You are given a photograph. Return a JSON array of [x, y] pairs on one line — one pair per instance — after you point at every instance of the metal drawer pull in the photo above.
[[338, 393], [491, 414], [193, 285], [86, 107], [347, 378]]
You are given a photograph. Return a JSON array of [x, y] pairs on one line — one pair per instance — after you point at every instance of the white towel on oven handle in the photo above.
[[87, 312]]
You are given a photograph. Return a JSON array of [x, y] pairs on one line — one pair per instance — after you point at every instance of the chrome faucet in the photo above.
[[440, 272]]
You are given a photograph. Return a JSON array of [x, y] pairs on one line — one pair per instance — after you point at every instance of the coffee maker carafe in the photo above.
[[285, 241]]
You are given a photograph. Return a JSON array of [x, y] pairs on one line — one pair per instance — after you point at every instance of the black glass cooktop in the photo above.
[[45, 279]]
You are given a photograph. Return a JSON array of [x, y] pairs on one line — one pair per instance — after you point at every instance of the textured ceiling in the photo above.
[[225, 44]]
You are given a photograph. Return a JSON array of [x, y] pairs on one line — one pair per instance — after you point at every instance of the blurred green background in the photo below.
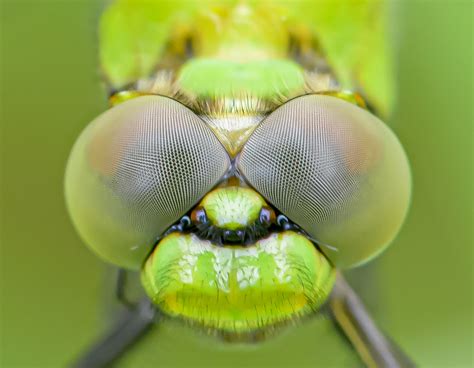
[[52, 286]]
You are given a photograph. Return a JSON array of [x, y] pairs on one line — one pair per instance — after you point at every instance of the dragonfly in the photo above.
[[241, 166]]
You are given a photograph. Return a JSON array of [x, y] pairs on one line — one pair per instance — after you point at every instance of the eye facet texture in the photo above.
[[135, 170], [335, 170]]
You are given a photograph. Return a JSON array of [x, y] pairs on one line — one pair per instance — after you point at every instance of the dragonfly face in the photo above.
[[330, 166], [238, 202]]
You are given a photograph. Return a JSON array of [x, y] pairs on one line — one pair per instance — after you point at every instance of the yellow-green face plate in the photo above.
[[237, 290]]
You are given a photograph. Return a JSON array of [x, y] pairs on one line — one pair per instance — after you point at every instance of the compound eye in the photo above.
[[335, 170], [135, 170]]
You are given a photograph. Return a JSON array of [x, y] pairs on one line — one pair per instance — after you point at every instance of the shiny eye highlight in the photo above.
[[135, 170], [335, 170]]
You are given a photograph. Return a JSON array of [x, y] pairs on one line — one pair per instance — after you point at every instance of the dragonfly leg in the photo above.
[[374, 348], [128, 330]]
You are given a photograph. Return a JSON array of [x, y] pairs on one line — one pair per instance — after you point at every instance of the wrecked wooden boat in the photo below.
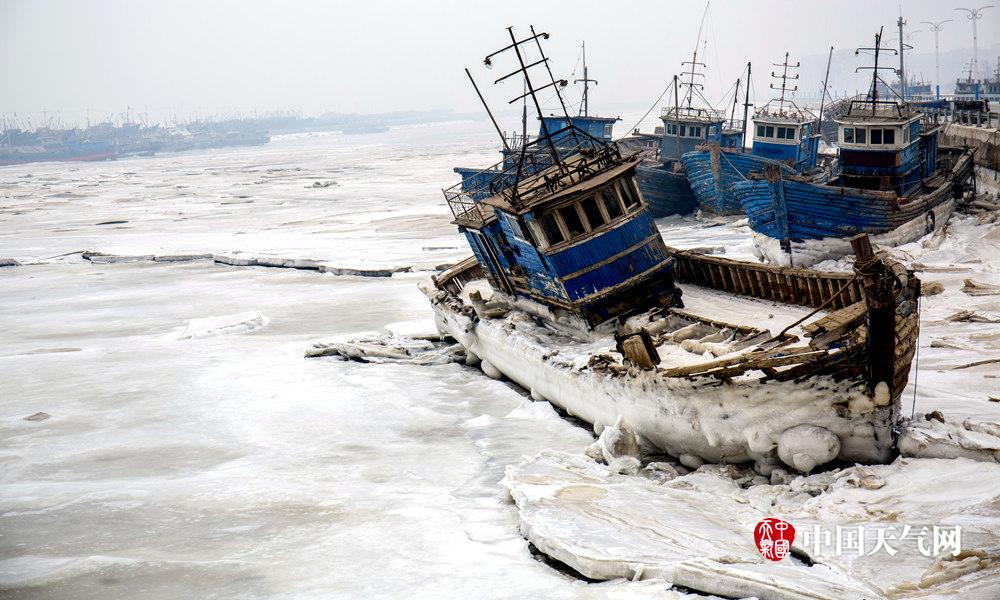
[[566, 139], [895, 184], [572, 294]]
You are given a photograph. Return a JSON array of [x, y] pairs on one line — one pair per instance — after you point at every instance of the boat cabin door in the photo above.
[[494, 267]]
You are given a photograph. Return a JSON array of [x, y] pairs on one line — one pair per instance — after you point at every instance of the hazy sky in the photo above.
[[183, 57]]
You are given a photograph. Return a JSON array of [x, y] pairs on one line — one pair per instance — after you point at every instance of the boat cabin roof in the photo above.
[[533, 191], [783, 113], [865, 109], [691, 114]]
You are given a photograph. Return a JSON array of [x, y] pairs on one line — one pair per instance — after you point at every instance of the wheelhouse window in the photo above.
[[786, 133], [611, 205], [553, 235], [574, 225], [515, 226], [595, 218], [587, 214], [629, 195]]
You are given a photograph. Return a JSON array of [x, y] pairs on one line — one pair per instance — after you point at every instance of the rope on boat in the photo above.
[[916, 365], [723, 154], [826, 303], [655, 104]]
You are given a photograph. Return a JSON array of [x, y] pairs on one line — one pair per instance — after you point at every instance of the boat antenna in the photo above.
[[902, 47], [746, 109], [524, 115], [874, 69], [532, 91], [784, 77], [677, 116], [488, 111], [584, 107], [694, 63], [736, 100], [561, 83], [826, 82]]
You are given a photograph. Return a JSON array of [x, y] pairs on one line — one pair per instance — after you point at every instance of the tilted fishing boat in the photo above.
[[572, 294], [895, 184], [785, 134], [553, 125]]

★ ★ ★ ★ ★

STATED TASK → Convert these lines into a two-column CSV headed text and answer, with one row for each line paired with the answer that follows it, every value in its own quoted field and any line breaks replaced by spaces. Begin at the line that contains "sky in the photo above." and continue through the last of the lines.

OUTPUT FOR THIS TASK →
text,answer
"You are given a photograph. Return a JSON array of [x, y] pairs on one line — one pair per instance — after you point at every instance of the hazy sky in the photo above.","[[183, 57]]"
"You are given a photograph. Return a JSON array of [x, y] pairs on one line — one pair per instance — after you point at every instance of the boat cabin roof in the photo above.","[[533, 191], [783, 113], [865, 109], [691, 114]]"
"You are given a photograph. Return a JSON array of [x, y] pairs on one line — one pair per instance — after you point at every instance of the wheelhouse window in the photo above.","[[786, 133], [611, 205], [553, 235], [574, 225], [515, 226], [595, 218], [587, 214], [629, 195]]"
"You are given a photograph. Return a JSON array of [x, y] pairs on one line — one pair per instance — after you point at every instance of the rope on boat in the photo above.","[[916, 365], [723, 154], [826, 303], [655, 104]]"
"You are given a photograph. Return a JSON array of [x, y] pairs on one line — one pair per instance — after you point at every instance of the boat antenna in the photo above.","[[902, 47], [746, 109], [524, 115], [874, 69], [532, 91], [784, 77], [677, 116], [488, 111], [584, 107], [694, 63], [736, 100], [561, 83], [826, 82]]"
"You are given a photograph. Return a JSON array of [x, y] pairs on one line — one pair per instance — after you point at every instance of the tilted fishing boat in the photo above.","[[572, 294], [895, 184], [785, 134], [553, 125]]"